* What to do *
a – According to the passage on Charlottesville, what is the title of Toni Morrison's article?
b – Copy out the stretch of the passage on Charlottesville from "This is replaced" through "demonstrated in Charlottesville.".

This is replaced with a series of diversionary issues, centered on a grossly distorted presentation of the United States as a country seething with racial intolerance and an exaggerated picture of the strength and influence of neo-Nazi and racist forces. Hence one has the apparently contradictory but in fact compatible phenomena, ubiquitous in the Democratic Party-aligned media, of the promotion of identity politics alongside respectful and even admiring portrayals of the white supremacist thugs who demonstrated in Charlottesville.

Typical was a newsletter released Sunday by the New Yorker under the headline, “White Supremacy in America.” In an introduction, David Remnick, author of the hagiographic biography of Obama, The Bridge, proclaims, “Make no mistake: neo-Nazis and white supremacists are now at the forefront of American politics.”

Among the featured articles is one by author Toni Morrison titled “Making America White Again,” which insists that “Unlike any nation in Europe, the United States holds whiteness as the unifying force.” In line with the Democratic Party and its various appendages among the pseudo-left organizations of the privileged middle class, Morrison explains the election of Trump as the product of the racism of “white America”:

On Election Day, how eagerly so many white voters—both the poorly educated and the well educated—embraced the shame and fear sowed by Donald Trump. The candidate whose company has been sued by the Justice Department for not renting apartments to black people. The candidate who questioned whether Barack Obama was born in the United States, and who seemed to condone the beating of a Black Lives Matter protester at a campaign rally. The candidate who kept black workers off the floors of his casinos. The candidate who is beloved by David Duke and endorsed by the Ku Klux Klan.

This effort to portray all whites, and particularly white men, as secret supporters of the KKK is a political fraud. Racism does exist. However, the white supremacists and neo-Nazis who marched in Charlottesville are a tiny minority who are regarded with deep revulsion by the vast majority of working people. A nationwide mobilization could dredge up only a few hundred proponents of this barbaric ideology. Meanwhile, tens of thousands of all races have marched to denounce both Trump and the fascists he defends.

Trump is president today, not because of a mass vote for racism, but because he more successfully appealed to social discontent than the Democratic Party and Hillary Clinton, the personification of the alliance between Wall Street and the military-intelligence apparatus, who did not attempt to conceal her complacent contempt for the plight of tens of millions of working people struggling to survive.

The racialist narrative is being used to demonize large sections of the population, buttress the identity politics of privileged layers of the middle class, provide political cover for a massive transfer of wealth to the rich, rally support for a virtual palace coup by the generals and corporate billionaires, and, above all, divert and suppress an independent movement of the working class.

The overriding threat to democratic rights comes not from a handful of fascist thugs, but from the very alliance of Wall Street and the Pentagon that is being touted as the antidote to the racists in the streets.

As for the Times and the various affiliates of the Democratic Party, they see the real threat coming not from neo-Nazis, but from a socialist movement of the working class.

The promotion of racialist politics and the tightening of military-corporate control over the government go hand-in-hand with the suppression of oppositional views, above all the World Socialist Web Site. Thus the decision taken by Google, in close coordination with the state, to censor and blacklistthe WSWS through the manipulation of search results. This is the prelude to more aggressive actions to target socialist opposition to the policies of the corporate and financial elite.

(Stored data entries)
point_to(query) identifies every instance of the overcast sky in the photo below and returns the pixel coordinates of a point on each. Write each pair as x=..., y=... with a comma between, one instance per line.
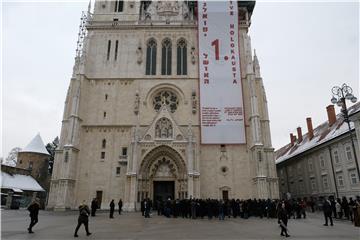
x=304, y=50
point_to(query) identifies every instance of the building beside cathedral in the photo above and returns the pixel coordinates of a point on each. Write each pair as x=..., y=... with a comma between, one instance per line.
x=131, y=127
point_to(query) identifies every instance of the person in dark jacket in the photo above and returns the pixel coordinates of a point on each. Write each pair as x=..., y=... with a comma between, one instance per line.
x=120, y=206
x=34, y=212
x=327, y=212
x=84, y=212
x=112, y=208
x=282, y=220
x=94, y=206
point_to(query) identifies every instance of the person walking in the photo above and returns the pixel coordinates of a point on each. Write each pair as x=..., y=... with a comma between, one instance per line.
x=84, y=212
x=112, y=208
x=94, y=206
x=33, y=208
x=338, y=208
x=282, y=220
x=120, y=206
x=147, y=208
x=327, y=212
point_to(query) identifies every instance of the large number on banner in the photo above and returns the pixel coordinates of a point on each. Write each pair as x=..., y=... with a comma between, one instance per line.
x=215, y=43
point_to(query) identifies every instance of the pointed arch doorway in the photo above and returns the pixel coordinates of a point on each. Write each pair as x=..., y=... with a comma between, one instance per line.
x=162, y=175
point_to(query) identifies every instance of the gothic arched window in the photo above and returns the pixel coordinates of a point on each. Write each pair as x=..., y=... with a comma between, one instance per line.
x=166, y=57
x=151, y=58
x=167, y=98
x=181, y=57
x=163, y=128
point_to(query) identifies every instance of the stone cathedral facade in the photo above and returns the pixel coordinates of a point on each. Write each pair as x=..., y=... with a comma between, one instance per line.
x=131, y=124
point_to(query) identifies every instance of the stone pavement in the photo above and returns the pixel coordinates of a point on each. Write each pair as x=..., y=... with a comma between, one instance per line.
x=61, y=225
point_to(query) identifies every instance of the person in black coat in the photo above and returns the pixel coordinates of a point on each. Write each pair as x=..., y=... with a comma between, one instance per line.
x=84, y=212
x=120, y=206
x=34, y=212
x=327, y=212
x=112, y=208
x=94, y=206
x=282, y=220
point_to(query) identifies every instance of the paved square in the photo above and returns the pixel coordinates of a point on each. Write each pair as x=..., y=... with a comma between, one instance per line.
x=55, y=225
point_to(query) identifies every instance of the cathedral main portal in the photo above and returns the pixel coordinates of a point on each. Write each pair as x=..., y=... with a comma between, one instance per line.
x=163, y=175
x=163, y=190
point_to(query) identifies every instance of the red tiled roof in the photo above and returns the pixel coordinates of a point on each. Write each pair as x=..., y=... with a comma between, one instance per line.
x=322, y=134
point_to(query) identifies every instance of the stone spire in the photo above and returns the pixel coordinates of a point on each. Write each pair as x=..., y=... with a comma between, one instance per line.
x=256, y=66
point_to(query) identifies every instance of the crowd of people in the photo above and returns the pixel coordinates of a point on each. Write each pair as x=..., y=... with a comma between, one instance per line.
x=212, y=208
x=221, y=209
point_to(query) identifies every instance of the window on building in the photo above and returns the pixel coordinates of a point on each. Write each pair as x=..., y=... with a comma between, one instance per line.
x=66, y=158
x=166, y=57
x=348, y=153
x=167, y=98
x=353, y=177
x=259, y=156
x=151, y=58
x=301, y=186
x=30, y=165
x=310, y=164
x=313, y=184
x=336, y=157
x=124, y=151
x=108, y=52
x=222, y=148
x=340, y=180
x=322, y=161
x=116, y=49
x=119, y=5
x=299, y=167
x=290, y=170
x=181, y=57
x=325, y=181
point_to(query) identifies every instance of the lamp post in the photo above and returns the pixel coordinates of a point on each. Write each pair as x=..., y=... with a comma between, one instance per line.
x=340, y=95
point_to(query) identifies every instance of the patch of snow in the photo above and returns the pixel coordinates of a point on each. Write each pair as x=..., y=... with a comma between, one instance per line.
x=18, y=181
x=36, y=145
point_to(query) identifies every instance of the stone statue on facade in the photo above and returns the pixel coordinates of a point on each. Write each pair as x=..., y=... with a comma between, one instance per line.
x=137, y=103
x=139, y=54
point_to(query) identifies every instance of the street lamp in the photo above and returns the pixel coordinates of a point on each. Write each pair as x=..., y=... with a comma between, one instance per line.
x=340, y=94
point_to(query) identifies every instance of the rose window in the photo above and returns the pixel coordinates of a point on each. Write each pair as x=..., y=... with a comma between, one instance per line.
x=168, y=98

* Answer set *
a – "Making America White Again"

b –
This is replaced with a series of diversionary issues, centered on a grossly distorted presentation of the United States as a country seething with racial intolerance and an exaggerated picture of the strength and influence of neo-Nazi and racist forces. Hence one has the apparently contradictory but in fact compatible phenomena, ubiquitous in the Democratic Party-aligned media, of the promotion of identity politics alongside respectful and even admiring portrayals of the white supremacist thugs who demonstrated in Charlottesville.